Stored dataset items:

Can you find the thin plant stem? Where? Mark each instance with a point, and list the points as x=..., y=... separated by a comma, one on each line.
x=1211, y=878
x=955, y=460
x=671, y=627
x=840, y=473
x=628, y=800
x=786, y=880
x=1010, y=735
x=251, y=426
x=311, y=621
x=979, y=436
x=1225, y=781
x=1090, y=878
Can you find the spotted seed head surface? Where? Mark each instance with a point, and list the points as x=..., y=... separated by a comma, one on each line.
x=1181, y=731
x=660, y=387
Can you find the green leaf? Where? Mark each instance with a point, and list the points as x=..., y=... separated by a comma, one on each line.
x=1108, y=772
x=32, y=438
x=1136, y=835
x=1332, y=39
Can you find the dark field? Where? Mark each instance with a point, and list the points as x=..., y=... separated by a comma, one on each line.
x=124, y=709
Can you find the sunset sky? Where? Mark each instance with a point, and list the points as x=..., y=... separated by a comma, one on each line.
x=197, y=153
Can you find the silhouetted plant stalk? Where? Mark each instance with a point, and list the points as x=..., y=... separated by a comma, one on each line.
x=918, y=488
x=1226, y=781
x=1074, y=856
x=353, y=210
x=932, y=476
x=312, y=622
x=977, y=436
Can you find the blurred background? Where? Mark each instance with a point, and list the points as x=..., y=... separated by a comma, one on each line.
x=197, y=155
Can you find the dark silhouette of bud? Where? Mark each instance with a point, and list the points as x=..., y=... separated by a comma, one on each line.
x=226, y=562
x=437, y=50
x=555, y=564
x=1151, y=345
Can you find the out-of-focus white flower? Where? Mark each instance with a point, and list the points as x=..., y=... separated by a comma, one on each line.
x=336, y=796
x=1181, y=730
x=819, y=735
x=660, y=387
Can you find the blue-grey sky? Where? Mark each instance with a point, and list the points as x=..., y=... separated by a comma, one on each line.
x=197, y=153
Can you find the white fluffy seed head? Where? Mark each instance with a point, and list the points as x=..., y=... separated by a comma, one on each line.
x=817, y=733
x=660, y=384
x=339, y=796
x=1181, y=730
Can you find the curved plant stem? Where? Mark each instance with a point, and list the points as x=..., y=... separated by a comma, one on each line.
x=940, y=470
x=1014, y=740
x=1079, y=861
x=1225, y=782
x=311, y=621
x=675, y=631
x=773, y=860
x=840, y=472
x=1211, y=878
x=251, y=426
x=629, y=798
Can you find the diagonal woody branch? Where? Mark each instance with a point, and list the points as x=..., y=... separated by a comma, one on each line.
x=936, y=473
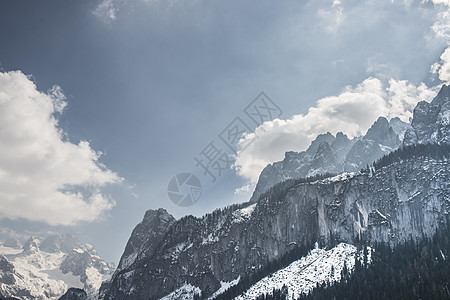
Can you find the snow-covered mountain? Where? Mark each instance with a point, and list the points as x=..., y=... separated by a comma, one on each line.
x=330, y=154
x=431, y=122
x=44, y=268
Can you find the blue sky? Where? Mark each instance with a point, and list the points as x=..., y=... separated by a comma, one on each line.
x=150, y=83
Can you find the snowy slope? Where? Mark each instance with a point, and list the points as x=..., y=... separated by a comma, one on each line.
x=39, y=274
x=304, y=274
--
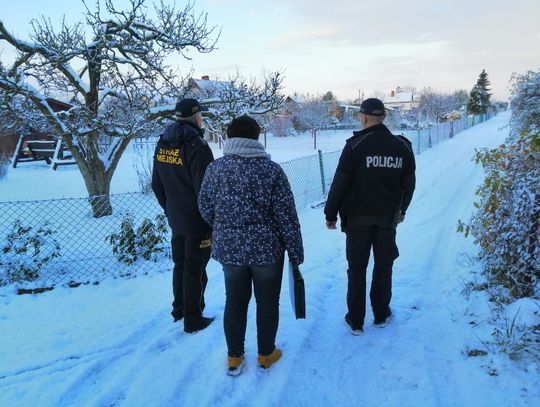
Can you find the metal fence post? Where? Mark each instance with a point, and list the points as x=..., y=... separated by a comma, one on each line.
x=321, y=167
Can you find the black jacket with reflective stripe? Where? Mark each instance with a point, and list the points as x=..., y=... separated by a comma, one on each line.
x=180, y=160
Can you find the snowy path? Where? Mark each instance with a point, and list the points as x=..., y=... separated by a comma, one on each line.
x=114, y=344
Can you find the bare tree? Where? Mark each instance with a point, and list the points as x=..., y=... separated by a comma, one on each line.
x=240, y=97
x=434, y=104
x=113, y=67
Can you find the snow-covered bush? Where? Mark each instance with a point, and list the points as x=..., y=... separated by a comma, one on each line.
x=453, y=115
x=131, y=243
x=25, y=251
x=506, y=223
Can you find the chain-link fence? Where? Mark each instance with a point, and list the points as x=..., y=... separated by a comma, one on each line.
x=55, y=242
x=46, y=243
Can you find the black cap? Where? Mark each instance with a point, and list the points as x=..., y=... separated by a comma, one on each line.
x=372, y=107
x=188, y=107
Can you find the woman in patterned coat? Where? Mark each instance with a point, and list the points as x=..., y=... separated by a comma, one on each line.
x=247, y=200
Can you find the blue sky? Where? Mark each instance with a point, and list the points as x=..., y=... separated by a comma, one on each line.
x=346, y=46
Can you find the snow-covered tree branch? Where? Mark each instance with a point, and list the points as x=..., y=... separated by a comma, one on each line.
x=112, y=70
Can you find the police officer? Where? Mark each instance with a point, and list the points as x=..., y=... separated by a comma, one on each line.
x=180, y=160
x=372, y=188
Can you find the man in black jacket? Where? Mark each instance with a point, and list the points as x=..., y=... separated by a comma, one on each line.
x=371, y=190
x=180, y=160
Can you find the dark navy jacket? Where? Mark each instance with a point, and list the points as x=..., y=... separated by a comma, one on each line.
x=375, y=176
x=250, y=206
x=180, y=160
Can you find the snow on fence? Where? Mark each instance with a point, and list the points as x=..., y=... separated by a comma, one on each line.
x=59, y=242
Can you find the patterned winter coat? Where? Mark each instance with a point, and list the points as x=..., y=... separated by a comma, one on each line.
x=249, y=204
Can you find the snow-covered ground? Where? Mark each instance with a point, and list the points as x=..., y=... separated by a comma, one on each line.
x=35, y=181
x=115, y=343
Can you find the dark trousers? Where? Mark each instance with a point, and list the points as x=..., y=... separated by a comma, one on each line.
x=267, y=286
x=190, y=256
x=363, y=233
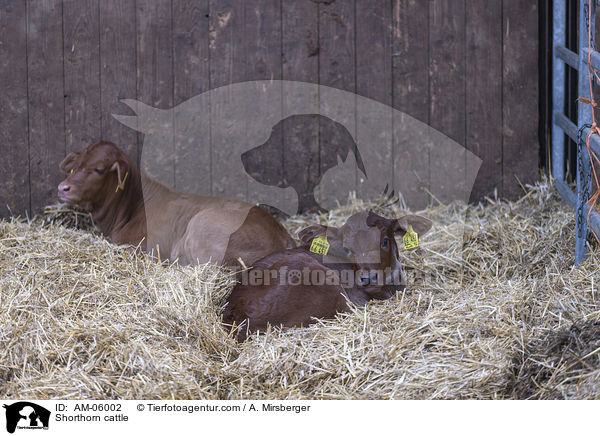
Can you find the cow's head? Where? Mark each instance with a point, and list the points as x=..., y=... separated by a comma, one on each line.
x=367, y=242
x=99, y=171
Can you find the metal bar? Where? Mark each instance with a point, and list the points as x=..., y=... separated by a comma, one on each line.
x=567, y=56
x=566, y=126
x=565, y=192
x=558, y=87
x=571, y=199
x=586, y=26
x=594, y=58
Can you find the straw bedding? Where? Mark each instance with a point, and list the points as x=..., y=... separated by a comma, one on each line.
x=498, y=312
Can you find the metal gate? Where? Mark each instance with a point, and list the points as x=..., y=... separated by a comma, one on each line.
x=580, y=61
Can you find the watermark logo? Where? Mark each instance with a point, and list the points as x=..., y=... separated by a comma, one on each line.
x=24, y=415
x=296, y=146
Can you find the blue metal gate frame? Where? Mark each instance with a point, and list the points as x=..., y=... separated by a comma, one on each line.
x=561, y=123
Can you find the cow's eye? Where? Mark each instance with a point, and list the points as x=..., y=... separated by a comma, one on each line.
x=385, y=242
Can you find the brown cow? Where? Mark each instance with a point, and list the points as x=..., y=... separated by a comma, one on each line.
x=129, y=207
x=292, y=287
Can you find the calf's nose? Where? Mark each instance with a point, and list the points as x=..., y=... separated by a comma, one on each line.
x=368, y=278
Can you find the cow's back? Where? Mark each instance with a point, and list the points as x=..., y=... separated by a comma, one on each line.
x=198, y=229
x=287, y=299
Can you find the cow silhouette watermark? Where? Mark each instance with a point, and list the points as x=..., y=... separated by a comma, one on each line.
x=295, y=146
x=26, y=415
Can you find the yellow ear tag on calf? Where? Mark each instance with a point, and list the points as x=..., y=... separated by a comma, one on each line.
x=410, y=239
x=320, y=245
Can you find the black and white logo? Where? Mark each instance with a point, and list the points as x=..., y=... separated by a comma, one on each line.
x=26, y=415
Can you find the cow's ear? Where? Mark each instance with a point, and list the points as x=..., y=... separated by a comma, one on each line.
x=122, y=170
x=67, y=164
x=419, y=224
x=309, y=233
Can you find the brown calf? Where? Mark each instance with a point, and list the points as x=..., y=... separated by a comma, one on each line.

- **Given instruction**
Reproduce the listing lines from the one containing "Can you find the metal gate?" through the one containing "x=368, y=278", inclusive, replacing "brown cow" with "dark brown cow" and leaving everything else unchanged. Return only those lines.

- **Correct output**
Can you find the metal gate? Where? Mark each instance with a point, and list the points as x=..., y=... separated by a comma, one on each line.
x=580, y=61
Can you find the watermark logo? Where? Mark each instance with a point, and list the points as x=..., y=... separated by a comma, one on each line.
x=24, y=415
x=296, y=146
Can you find the blue metal gate frame? Where? Mark each instance with a point, and list the points as x=..., y=... separated by a comma, one on each line.
x=561, y=123
Can you find the cow's eye? Where? Mark each instance with a point, and list the points as x=..., y=... separated by a comma, one on each line.
x=385, y=242
Can you find the dark brown cow? Where? Mark each instance with a point, and list the points as x=..., y=... separated by a comma, one on each line.
x=129, y=207
x=292, y=287
Can you find the calf's nose? Where? Mark each instance with a point, and list the points as x=..., y=... separated by a comma, one on each line.
x=368, y=278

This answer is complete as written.